Given task: Copy the material from the line with "Where can the golden" through the end of the material, swapping "blueberry" for "huckleberry" and leaving everything else unchanged.

Point-based annotation data
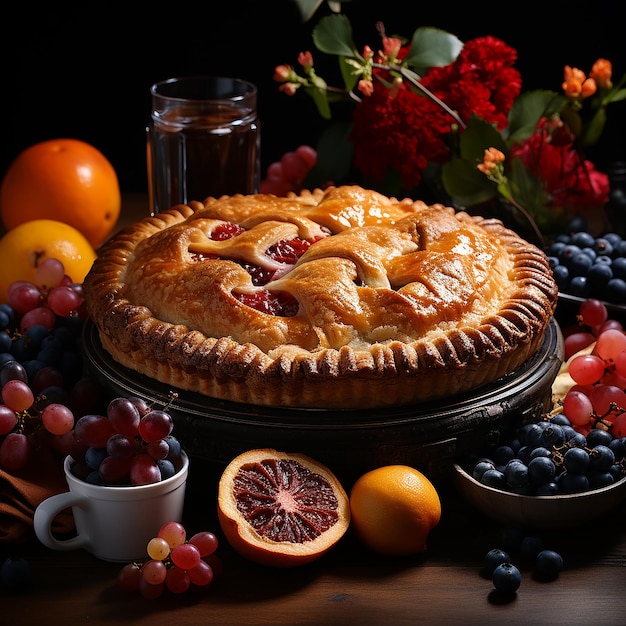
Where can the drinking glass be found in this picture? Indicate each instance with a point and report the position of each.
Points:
(204, 140)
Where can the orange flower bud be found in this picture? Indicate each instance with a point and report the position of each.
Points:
(391, 47)
(588, 88)
(366, 87)
(368, 53)
(493, 155)
(602, 72)
(306, 60)
(573, 81)
(288, 89)
(282, 73)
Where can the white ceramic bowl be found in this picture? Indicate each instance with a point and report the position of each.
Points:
(540, 512)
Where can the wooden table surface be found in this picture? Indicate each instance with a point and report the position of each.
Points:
(350, 585)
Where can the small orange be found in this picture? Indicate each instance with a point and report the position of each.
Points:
(25, 246)
(280, 509)
(394, 508)
(66, 180)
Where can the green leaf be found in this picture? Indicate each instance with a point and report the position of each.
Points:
(528, 109)
(320, 97)
(616, 96)
(350, 79)
(333, 35)
(465, 184)
(432, 47)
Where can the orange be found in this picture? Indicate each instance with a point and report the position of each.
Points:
(25, 246)
(65, 180)
(281, 509)
(394, 508)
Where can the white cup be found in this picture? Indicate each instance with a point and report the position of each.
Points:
(113, 523)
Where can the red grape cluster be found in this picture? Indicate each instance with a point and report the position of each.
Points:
(596, 349)
(42, 385)
(131, 445)
(175, 563)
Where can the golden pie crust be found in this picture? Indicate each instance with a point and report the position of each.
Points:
(396, 302)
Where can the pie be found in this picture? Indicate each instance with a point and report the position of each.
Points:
(340, 298)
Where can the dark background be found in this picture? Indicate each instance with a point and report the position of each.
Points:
(73, 72)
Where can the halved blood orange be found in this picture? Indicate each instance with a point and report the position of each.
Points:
(281, 509)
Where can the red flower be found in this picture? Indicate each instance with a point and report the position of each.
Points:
(407, 131)
(482, 80)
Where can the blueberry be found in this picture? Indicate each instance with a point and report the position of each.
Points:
(568, 253)
(554, 249)
(506, 578)
(503, 454)
(573, 483)
(553, 435)
(601, 458)
(561, 276)
(598, 436)
(620, 249)
(167, 468)
(600, 478)
(619, 267)
(561, 419)
(493, 478)
(516, 473)
(590, 252)
(580, 264)
(547, 489)
(577, 224)
(538, 452)
(578, 287)
(541, 470)
(548, 565)
(603, 246)
(613, 238)
(583, 239)
(599, 274)
(576, 460)
(480, 468)
(619, 447)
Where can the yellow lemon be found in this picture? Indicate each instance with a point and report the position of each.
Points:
(24, 247)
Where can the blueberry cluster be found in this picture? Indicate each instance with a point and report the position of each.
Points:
(590, 267)
(507, 577)
(550, 457)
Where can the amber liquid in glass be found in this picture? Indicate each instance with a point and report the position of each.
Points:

Result of this task:
Where can the golden pie crust be found in this picture? Indicate each instance with a point and report the position of each.
Points:
(396, 302)
Where can the pie be found in this picture? Indicate each instance with a point and report the position of each.
Points:
(340, 298)
Where can the dark background be found in this picture? Indicate each instance with a point and report the position of each.
Points:
(73, 72)
Where can the halved blood orange be found in this picture? Indicate each instance with a point and report the position of each.
Points:
(281, 509)
Where can the red flower be found in this picture? Indicate each instance with a point and report the position of each.
Points:
(407, 131)
(482, 80)
Where can the huckleberry be found in this picture? Indicate each instance with a point and report the position of each.
Points:
(568, 253)
(554, 249)
(506, 578)
(503, 454)
(573, 483)
(553, 435)
(601, 458)
(561, 276)
(598, 436)
(620, 249)
(167, 468)
(600, 478)
(619, 267)
(561, 419)
(493, 478)
(516, 473)
(590, 252)
(580, 264)
(547, 489)
(577, 224)
(538, 452)
(578, 287)
(541, 470)
(548, 565)
(603, 246)
(613, 238)
(583, 239)
(599, 274)
(576, 460)
(480, 468)
(619, 447)
Where can the yellow lemon be found in this picture? Indicate each instance with a point and report the position of each.
Points:
(24, 247)
Where can the huckleberry cluster be found in this picture? Indicate each instance with a point and report the position of each.
Points:
(590, 267)
(507, 577)
(550, 457)
Where can the amber liquid in glass be found in this picture? Indicate each instance with a point and report the position of each.
Points:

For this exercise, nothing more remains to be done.